Work to complete
Recast the records, starting at the line that contains "Thanks for the photo. Could you please mark the v-neck" and ending at the last line of the records, as a Markdown table with the columns Row and Entry, leaving out blank lines.

--- --- ---

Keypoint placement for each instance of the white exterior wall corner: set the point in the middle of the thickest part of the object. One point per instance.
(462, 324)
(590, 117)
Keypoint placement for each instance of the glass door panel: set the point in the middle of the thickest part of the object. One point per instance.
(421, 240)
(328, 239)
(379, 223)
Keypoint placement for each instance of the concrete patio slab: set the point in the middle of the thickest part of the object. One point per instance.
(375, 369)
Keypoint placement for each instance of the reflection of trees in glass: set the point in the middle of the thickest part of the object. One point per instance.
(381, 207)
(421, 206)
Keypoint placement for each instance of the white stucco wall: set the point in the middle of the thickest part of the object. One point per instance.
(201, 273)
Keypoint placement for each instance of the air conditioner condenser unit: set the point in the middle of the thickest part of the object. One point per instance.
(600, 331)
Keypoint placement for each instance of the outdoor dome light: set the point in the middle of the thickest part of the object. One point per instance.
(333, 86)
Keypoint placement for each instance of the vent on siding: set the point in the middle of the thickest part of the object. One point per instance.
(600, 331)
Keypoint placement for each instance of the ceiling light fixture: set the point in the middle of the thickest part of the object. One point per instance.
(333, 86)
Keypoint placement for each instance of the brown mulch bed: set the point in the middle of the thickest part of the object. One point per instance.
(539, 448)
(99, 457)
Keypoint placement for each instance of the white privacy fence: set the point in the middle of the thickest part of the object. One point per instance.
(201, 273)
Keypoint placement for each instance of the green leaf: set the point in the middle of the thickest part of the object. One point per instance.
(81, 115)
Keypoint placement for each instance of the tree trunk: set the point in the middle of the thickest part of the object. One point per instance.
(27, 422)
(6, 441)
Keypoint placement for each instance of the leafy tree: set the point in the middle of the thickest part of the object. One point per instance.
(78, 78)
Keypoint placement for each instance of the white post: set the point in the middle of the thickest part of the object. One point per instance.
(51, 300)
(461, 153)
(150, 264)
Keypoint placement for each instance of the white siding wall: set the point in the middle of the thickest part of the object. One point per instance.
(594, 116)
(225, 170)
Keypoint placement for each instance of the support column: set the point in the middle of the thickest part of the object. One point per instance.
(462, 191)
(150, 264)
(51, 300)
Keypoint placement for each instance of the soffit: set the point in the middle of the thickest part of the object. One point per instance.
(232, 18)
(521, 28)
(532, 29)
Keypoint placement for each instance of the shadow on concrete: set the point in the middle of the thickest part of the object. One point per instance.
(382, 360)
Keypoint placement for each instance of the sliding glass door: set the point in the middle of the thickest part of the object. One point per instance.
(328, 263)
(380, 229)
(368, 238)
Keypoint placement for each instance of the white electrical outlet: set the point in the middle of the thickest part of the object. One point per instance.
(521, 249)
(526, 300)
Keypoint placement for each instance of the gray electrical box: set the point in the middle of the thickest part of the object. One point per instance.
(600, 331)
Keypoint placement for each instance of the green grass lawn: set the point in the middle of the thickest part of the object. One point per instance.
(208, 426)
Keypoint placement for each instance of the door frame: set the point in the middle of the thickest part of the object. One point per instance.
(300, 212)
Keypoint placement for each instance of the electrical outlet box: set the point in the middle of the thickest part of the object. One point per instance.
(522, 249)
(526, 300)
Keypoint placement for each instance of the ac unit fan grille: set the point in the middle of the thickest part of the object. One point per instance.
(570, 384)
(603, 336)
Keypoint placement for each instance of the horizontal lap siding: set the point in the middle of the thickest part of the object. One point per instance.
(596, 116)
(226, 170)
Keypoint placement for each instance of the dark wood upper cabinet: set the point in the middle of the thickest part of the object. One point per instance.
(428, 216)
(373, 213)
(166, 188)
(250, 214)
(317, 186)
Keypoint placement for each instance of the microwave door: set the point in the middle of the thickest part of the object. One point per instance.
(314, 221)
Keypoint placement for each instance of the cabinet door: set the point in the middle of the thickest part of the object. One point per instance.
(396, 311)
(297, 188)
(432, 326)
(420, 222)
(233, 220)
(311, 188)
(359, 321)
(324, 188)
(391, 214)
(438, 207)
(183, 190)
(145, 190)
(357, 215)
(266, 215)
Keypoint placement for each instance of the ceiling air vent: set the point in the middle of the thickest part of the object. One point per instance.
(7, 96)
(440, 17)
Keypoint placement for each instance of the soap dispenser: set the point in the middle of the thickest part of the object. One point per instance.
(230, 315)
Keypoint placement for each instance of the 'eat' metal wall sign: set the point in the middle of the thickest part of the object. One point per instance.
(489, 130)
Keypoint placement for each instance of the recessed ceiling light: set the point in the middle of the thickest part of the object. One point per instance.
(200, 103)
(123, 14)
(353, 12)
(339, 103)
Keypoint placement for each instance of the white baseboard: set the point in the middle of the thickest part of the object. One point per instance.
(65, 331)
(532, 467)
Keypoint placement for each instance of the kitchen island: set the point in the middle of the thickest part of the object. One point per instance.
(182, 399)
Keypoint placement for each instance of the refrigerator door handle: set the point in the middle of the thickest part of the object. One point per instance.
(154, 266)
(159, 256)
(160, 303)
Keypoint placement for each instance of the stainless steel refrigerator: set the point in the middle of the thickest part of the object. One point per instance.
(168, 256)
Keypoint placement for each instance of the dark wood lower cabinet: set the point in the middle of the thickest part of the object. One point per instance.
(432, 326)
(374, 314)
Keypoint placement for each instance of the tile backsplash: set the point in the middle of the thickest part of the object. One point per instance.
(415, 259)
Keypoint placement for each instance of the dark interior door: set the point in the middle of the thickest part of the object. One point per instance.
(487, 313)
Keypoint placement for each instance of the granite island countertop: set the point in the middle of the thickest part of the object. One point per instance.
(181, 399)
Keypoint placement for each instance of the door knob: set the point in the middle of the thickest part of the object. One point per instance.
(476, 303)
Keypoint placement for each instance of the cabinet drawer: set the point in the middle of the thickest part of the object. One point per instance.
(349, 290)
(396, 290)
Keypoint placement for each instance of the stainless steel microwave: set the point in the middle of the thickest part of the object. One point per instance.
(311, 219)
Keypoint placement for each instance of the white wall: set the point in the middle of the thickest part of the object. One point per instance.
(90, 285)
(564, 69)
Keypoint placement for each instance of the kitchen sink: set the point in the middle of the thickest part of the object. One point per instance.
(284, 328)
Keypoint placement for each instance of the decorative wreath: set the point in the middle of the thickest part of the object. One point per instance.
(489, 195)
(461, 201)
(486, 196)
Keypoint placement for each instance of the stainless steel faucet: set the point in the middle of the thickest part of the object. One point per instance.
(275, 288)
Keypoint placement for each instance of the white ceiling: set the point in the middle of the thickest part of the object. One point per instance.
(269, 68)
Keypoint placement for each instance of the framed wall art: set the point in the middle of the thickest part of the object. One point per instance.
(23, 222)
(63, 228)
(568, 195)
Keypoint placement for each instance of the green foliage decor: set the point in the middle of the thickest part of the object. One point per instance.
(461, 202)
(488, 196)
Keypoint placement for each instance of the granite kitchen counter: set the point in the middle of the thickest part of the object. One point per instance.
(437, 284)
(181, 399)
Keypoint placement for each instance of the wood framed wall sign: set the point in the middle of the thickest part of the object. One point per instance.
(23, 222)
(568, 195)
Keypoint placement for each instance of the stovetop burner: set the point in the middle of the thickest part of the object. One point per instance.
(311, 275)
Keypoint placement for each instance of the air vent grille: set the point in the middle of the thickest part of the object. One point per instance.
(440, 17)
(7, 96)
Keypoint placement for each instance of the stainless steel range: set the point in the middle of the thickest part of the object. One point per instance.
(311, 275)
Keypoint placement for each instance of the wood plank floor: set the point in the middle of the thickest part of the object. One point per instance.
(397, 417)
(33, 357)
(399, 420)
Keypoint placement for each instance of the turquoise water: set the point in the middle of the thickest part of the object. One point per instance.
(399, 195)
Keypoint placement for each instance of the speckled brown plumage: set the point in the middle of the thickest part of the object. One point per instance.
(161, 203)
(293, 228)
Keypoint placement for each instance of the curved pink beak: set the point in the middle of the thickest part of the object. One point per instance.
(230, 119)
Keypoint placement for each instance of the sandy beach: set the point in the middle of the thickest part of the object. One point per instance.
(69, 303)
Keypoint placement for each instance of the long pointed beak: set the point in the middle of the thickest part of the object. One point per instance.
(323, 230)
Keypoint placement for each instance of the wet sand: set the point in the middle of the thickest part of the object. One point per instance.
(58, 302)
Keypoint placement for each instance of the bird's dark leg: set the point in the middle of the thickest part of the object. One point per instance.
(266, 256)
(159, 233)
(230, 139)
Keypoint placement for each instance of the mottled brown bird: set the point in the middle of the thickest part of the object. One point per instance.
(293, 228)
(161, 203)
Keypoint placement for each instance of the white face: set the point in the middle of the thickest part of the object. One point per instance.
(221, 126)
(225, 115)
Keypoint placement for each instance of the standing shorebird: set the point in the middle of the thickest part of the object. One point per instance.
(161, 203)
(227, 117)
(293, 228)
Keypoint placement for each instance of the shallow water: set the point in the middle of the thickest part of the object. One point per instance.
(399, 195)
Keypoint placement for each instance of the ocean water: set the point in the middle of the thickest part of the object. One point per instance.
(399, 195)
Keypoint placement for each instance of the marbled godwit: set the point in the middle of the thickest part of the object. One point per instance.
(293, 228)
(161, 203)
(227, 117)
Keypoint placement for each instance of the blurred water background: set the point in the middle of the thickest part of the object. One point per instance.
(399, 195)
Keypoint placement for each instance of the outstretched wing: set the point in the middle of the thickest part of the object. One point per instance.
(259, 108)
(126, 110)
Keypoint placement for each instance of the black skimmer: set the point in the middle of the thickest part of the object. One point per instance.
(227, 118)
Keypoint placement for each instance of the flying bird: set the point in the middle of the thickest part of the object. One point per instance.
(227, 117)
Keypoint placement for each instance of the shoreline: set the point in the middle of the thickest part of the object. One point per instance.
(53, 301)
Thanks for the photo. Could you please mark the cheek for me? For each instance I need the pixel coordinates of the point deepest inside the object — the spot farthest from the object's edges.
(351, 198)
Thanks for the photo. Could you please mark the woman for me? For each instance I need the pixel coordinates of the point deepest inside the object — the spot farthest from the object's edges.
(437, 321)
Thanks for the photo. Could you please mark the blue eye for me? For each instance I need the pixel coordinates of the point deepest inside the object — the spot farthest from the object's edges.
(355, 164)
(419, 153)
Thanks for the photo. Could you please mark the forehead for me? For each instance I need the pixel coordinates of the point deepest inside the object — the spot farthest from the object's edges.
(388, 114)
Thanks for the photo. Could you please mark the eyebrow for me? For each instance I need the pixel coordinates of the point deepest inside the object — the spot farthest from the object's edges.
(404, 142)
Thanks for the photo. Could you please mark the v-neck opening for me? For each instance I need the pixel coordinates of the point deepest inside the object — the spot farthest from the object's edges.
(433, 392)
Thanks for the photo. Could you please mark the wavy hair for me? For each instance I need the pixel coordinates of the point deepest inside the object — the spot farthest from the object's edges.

--- --- ---

Reply to the task
| Row | Entry |
|---|---|
| 1 | Thanks for the photo. Could you please mark the v-neck opening for me? For each instance I need the pixel coordinates of the point deepest inside the object — the spot farthest from the object's edges. |
| 2 | (433, 392) |
| 3 | Thanks for the photo. Could you please mark the wavy hair for me? For each instance I need the pixel coordinates of the point deepest inside the object — the spot farthest from the object's edges. |